Please repeat, exactly as written, the line containing "For every instance of the front" and every line after it through the end of the records below.

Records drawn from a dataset
============

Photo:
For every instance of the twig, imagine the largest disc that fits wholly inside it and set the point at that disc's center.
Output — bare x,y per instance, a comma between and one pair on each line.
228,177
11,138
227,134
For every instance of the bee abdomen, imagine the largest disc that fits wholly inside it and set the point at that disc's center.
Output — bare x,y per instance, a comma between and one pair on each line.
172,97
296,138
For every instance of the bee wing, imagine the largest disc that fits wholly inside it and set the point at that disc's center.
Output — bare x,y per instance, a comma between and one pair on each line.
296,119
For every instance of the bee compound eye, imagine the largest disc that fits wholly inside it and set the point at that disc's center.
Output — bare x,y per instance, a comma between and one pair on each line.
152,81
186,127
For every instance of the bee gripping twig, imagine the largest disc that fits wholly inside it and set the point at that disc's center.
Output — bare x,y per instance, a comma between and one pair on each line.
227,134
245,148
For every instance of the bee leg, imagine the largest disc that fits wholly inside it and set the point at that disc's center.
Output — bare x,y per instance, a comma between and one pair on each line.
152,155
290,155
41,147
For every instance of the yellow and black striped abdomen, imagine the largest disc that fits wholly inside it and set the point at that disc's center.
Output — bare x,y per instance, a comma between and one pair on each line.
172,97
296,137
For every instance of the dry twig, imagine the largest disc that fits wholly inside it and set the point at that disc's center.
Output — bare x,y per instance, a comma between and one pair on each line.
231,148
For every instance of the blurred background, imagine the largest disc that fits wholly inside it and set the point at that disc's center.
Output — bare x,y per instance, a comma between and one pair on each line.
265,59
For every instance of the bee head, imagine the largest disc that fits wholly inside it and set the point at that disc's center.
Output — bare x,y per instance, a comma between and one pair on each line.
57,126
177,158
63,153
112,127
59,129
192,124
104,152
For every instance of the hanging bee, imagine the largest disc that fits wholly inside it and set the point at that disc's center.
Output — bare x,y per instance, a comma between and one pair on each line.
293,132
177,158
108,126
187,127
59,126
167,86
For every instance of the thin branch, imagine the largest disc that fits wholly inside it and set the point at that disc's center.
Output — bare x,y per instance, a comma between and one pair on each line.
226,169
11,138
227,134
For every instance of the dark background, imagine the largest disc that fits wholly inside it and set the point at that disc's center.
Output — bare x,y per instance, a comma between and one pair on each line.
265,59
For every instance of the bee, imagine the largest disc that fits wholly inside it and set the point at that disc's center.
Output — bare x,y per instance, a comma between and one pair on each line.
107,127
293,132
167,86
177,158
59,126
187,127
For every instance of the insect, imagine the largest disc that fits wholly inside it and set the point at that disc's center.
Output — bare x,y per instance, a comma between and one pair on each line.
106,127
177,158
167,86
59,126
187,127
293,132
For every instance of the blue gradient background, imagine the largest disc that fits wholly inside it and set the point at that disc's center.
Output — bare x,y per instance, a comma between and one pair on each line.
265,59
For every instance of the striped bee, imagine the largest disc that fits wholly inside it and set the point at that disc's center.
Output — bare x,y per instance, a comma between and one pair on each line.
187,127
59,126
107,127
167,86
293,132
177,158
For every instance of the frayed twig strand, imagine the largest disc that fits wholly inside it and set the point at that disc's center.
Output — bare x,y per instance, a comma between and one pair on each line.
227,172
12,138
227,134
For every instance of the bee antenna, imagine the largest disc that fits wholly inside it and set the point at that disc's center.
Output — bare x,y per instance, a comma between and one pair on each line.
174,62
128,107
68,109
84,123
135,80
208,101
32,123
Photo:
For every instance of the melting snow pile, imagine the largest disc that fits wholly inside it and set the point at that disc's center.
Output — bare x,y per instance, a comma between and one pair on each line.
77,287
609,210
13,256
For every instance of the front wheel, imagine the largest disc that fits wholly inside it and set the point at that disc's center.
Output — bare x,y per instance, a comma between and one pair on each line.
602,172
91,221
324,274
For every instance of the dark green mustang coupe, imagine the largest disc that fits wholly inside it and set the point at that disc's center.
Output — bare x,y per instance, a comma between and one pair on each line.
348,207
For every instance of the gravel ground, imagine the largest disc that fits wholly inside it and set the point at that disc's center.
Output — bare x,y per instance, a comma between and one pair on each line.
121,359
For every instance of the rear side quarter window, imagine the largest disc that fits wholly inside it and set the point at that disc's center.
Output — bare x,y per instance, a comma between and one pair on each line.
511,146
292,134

============

OUTPUT FOR THIS TASK:
For every instance of the front wheel, imagine the largest disc that fits wholly inside it and set the point at that disc's center.
Output — bare x,y per instance, a comma between and one pair on each line.
602,172
91,221
324,274
For every instance of the dark green mustang coupe, imagine the largest disc that fits wholly inside it and set the point at that disc's center.
Output — bare x,y per instance, a comma between and one pair on each line.
348,207
For every instance of the gravel ground, imagine the largest disc that fits wholly inside it and set the point at that disc's center.
Output — bare x,y per instance, a comma between and one pair on each line.
121,359
For every instance of the rear side quarter window, imagine the largest disc that fits wholly inside it and set the point at that disc's center.
Output — bare x,y per instance, a comma between and one pair on each line.
511,146
292,134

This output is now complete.